▸ Given problem A:
Write out the commit notes between "System calls should" and "array of registers.", inclusive.

▸ Provided passage:
>> begin
System calls should now report the correct number of arguments (instead
of 6), and some platforms that did not properly decode arguments might
now do so (e.g. mips64).
Changes relative to the equivalent commits to HEAD include:
- The ia64 backend was refactored similar to the other backends.
- _umtx_lock/_umtx_unlock entries were updated similar to other system
call entries.
- 10 does not have futimens(), utimensat(), EVFILT_PROCDESC, EVFILT_SENDFILE,
RLIMIT_KQUEUES, O_VERIFY, NOTE_FILE_POLL, or EV_FORCEONESHOT.
271389:
Stop accessing the saved stack pointer by looking past the end of the
array of registers.
286330:
Whitespace fix: remove some spurious spaces before commas.
286331:
Rework get_string() to make it more robust when fetching strings of unknown
length. In particular, instead of blinding fetching 1k blocks, do an initial
fetch up to the end of the current page followed by page-sized fetches up to
the maximum size. Previously if the 1k buffer crossed a page boundary and
the second page was not valid, the entire operation would fail.
286358:
Add recently added values of various flags and enumerations including
kevent filters, kevent flags, flags to mmap, seek locations, fcntl
operations, file flags, socket domains, open flags, resource limits, and
pathconf values.
286378:
Don't mark the fcntl flag argument as an output parameter so that it is
always decoded. Previously the argument was not decoded if fcntl() failed.
286380:
Decode the arguments to mkfifo() and fix an off-by-one error in the arguments
to mknod().
286381:
Decode the arguments passed to the *at() family of system calls. This is
especially useful now that libc's open() always calls openat(). While here,
fix a few other things:
- Decode the mode argument passed to access(), eaccess(), and faccessat().
- Decode the atfd paramete to pretty-print AT_FDCWD.
- Decode the special AT_* flags used with some of the *at() system calls.
- Decode arguments for fchmod(), lchmod(), fchown(), lchown(), eaccess(),
and futimens().
- Decode both of the timeval structures passed to futimes() instead of just
the first one.
286383:
Whitespace fixes to consistently use spaces before }'s and
wrap long lines.
286388:
Consistently use both leading and trailing spaces inside of the {}'s
when pretty-printing structures. Most structures used both spaces,
but some only used a trailing space and some used neither.
286848:
- Decode the arguments for several signal-related system calls: sigpending,
sigqueue, sigreturn, sigsuspend, sigtimedwait, sigwait, sigwaitinfo, and
thr_kill.
- Print signal sets as a structure (with {}'s) and in particular use this to
differentiate empty sets from a NULL pointer.
- Decode arguments for some other system calls: issetugid, pipe2, sysarch
(operations are only decoded for amd64 and i386), and thr_self.
286849:
Decode the optional SOCK_NONBLOCK and SOCK_CLOEXEC flags passed in a
socket type.
286857:
Tidy the linux_socketcall decoding:
- Don't exit if get_struct() fails, instead print the raw pointer value to
match all other argument decoding cases.
- Use an xlat table instead of a home-rolled switch for the operation name.
- Display the nested socketcall args structure as a structure instead of as
two inline arguments.
286860:
Use an xlat table and xlookup() instead of a home-rolled version for the
sigprocmask operation type.
>> end
▸ Given problem B:
How many lines of the rows contain the string "surface"? Reply with the number alone.

▸ Image location labeling entries:
>> begin
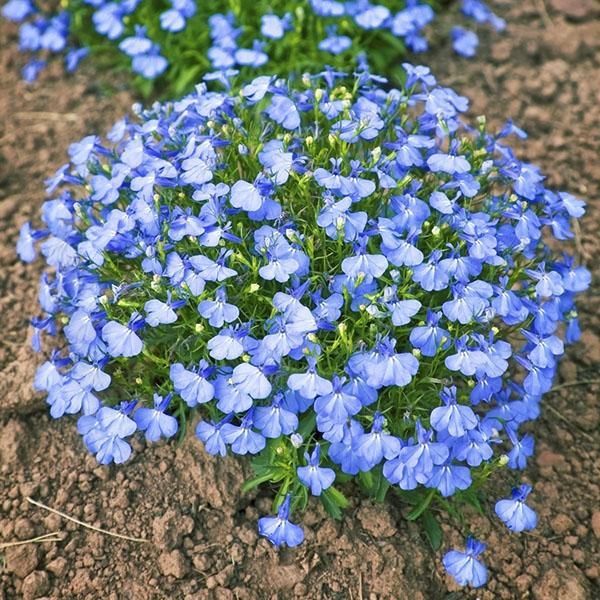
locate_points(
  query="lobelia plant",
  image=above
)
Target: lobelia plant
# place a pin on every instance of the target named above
(169, 45)
(340, 279)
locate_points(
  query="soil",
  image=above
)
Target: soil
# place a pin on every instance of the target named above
(200, 529)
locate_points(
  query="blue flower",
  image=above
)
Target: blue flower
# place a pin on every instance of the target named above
(192, 385)
(464, 566)
(122, 340)
(313, 476)
(449, 477)
(389, 368)
(283, 111)
(464, 42)
(429, 338)
(161, 313)
(280, 530)
(154, 422)
(371, 448)
(515, 513)
(252, 381)
(275, 420)
(454, 418)
(242, 438)
(310, 384)
(448, 163)
(211, 435)
(274, 27)
(339, 404)
(218, 311)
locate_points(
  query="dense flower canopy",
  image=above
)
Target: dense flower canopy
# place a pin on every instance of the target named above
(337, 276)
(182, 39)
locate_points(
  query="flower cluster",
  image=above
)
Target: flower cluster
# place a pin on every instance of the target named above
(188, 38)
(339, 278)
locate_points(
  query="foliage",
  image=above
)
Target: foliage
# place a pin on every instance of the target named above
(340, 279)
(169, 45)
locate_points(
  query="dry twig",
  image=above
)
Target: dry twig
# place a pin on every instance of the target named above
(54, 536)
(98, 529)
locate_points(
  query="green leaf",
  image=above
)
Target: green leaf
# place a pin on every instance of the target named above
(432, 529)
(416, 512)
(256, 481)
(333, 501)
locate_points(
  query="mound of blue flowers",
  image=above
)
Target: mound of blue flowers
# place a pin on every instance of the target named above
(338, 278)
(180, 40)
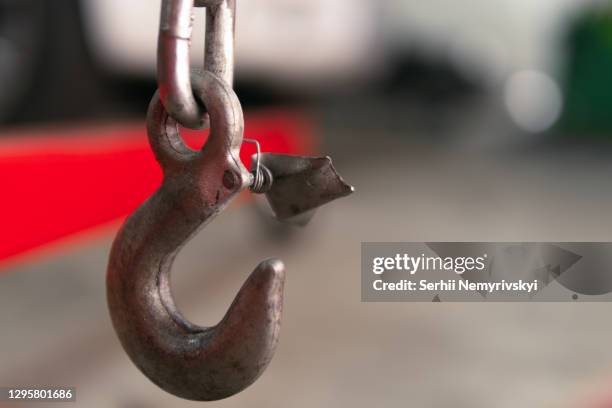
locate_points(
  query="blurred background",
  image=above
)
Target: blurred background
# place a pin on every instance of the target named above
(456, 120)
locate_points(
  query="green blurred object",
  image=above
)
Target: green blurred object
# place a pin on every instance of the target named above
(588, 75)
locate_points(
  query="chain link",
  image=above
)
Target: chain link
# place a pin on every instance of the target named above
(173, 62)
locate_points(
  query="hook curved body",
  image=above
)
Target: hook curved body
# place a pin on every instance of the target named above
(189, 361)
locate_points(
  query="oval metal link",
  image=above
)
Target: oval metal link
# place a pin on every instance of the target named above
(173, 63)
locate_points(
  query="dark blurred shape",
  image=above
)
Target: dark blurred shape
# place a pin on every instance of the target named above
(59, 79)
(588, 84)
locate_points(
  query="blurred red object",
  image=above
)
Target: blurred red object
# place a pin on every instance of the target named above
(58, 183)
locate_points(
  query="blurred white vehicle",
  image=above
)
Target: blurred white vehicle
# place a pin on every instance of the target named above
(304, 46)
(295, 43)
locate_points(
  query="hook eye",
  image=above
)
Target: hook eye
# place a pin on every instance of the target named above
(226, 124)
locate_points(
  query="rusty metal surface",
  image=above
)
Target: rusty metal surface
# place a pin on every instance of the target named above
(184, 359)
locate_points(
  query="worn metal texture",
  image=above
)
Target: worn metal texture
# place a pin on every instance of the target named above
(174, 40)
(186, 360)
(300, 185)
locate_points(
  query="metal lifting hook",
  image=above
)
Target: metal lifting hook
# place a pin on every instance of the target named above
(189, 361)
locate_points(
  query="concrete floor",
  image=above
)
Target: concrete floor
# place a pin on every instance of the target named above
(336, 351)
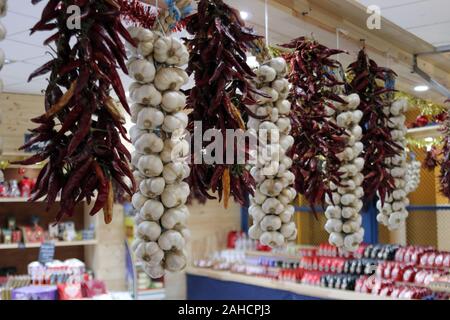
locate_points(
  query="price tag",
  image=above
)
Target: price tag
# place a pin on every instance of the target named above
(46, 252)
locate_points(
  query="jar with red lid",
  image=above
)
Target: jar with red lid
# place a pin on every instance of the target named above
(446, 262)
(431, 259)
(423, 260)
(408, 275)
(387, 271)
(439, 260)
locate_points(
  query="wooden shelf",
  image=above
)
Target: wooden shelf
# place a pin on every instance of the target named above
(273, 255)
(301, 289)
(12, 156)
(57, 244)
(425, 132)
(20, 199)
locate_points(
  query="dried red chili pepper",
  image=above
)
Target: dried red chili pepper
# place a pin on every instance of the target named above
(445, 162)
(432, 159)
(365, 76)
(317, 139)
(222, 92)
(86, 154)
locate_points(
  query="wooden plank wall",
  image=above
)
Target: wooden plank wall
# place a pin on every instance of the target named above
(209, 225)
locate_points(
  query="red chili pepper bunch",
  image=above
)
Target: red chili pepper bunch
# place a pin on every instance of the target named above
(82, 126)
(138, 13)
(222, 92)
(432, 159)
(445, 163)
(318, 139)
(366, 79)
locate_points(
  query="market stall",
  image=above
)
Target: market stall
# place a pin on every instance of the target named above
(220, 149)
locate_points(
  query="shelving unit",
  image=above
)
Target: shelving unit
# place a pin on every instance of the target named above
(19, 246)
(425, 132)
(300, 289)
(21, 199)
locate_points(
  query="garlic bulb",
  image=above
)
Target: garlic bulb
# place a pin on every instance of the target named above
(344, 204)
(413, 176)
(171, 51)
(145, 94)
(393, 212)
(152, 210)
(3, 7)
(161, 150)
(170, 79)
(271, 208)
(142, 70)
(2, 31)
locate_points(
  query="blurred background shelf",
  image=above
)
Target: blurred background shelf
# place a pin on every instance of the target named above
(21, 199)
(425, 132)
(57, 244)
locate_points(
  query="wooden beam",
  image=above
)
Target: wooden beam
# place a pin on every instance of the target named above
(390, 45)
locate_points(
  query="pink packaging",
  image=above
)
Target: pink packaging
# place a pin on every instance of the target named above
(35, 293)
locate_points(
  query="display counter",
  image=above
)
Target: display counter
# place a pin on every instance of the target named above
(208, 284)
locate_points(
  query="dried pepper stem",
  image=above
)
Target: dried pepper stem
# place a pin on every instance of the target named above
(317, 139)
(81, 127)
(222, 92)
(365, 76)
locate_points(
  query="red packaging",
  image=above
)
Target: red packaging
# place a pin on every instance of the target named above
(16, 236)
(232, 237)
(431, 259)
(70, 291)
(93, 288)
(446, 262)
(409, 275)
(387, 272)
(439, 261)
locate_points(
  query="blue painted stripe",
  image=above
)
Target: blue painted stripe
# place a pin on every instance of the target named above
(428, 208)
(410, 208)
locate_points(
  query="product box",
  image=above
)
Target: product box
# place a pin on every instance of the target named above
(35, 293)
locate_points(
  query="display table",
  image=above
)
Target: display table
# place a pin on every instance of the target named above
(208, 284)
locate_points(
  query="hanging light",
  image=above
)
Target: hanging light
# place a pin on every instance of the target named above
(421, 88)
(244, 15)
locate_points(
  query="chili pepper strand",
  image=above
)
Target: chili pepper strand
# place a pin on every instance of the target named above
(271, 207)
(160, 160)
(445, 162)
(365, 76)
(393, 212)
(317, 140)
(221, 94)
(413, 176)
(345, 202)
(77, 98)
(3, 32)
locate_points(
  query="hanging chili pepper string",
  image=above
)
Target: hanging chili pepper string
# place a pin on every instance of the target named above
(87, 145)
(364, 75)
(219, 41)
(317, 139)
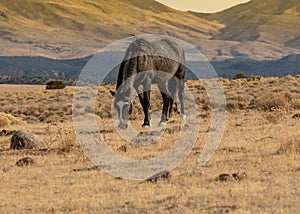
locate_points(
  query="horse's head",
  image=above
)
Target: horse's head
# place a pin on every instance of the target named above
(123, 106)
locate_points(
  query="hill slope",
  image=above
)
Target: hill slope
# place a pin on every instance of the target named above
(260, 29)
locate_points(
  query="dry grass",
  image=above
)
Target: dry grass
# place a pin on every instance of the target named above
(62, 179)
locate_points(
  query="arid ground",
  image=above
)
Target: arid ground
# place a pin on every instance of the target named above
(261, 144)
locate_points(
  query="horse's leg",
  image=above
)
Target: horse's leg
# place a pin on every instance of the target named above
(144, 97)
(181, 98)
(172, 87)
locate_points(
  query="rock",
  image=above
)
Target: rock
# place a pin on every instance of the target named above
(5, 132)
(26, 140)
(161, 175)
(25, 161)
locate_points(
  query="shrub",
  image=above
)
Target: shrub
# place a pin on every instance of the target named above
(269, 101)
(239, 76)
(55, 84)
>> end
▸ Full solution A:
System calls should now report the correct number of arguments (instead
of 6), and some platforms that did not properly decode arguments might
now do so (e.g. mips64).
Changes relative to the equivalent commits to HEAD include:
- The ia64 backend was refactored similar to the other backends.
- _umtx_lock/_umtx_unlock entries were updated similar to other system
call entries.
- 10 does not have futimens(), utimensat(), EVFILT_PROCDESC, EVFILT_SENDFILE,
RLIMIT_KQUEUES, O_VERIFY, NOTE_FILE_POLL, or EV_FORCEONESHOT.
271389:
Stop accessing the saved stack pointer by looking past the end of the
array of registers.

▸ Full solution B:
2